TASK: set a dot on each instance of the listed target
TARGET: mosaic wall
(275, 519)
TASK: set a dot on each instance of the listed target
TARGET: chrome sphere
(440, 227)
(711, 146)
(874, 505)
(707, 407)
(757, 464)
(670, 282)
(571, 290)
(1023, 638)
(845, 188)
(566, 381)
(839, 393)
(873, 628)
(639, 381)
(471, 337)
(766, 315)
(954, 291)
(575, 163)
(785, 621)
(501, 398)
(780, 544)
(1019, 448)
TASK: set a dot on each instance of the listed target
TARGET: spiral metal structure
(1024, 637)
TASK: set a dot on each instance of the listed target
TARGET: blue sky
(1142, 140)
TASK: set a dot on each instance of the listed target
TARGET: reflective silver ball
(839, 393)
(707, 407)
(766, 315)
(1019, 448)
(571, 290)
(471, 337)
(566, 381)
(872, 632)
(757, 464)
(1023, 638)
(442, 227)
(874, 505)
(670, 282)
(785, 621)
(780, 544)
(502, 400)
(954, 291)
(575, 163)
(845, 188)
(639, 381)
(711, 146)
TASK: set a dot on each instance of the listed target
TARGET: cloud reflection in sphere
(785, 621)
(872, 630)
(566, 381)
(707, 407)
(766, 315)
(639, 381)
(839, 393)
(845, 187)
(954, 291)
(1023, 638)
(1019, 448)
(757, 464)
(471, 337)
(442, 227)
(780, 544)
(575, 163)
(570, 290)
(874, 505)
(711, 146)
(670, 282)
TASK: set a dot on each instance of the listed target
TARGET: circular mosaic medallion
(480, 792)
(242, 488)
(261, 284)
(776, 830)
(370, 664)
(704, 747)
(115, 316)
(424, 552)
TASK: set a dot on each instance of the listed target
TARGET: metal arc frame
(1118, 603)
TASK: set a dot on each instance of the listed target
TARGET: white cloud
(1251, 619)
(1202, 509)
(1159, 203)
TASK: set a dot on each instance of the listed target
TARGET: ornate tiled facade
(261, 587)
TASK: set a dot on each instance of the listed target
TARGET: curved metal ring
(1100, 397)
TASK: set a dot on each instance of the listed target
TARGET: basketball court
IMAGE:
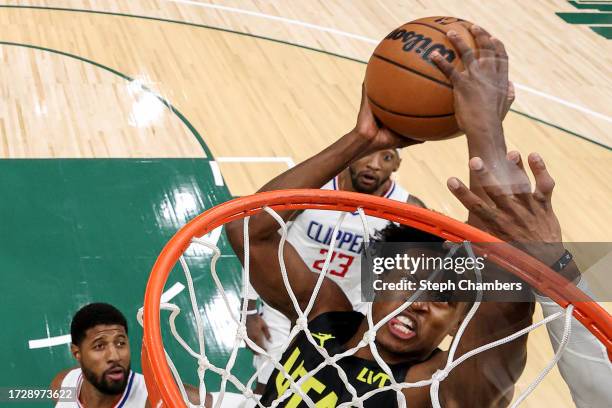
(123, 120)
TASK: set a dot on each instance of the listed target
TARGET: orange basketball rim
(161, 385)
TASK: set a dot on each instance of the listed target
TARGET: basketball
(406, 90)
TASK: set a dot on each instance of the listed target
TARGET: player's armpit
(415, 201)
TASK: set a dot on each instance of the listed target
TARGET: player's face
(370, 172)
(104, 356)
(418, 330)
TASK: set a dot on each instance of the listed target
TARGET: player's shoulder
(59, 378)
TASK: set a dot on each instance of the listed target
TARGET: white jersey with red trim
(310, 234)
(134, 395)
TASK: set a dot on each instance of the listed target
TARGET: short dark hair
(92, 315)
(395, 233)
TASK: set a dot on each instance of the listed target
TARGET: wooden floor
(251, 97)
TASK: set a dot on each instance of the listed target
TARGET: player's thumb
(266, 331)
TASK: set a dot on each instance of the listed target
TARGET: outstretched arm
(266, 277)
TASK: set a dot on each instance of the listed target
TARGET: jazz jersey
(311, 233)
(326, 389)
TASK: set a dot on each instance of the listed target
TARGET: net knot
(301, 323)
(369, 337)
(203, 363)
(439, 375)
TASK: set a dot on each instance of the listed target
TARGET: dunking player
(500, 201)
(310, 234)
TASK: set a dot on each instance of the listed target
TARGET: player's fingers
(266, 331)
(510, 97)
(465, 52)
(544, 182)
(498, 192)
(446, 67)
(521, 186)
(515, 157)
(470, 201)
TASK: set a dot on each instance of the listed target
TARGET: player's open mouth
(116, 374)
(402, 327)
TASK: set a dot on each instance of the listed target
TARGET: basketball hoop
(162, 387)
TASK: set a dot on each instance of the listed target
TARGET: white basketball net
(302, 326)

==========

THE REQUEST: How many lines in the items above contain the string "white"? Case counts, and the reply should be the number alone.

TASK RESPONSE: 3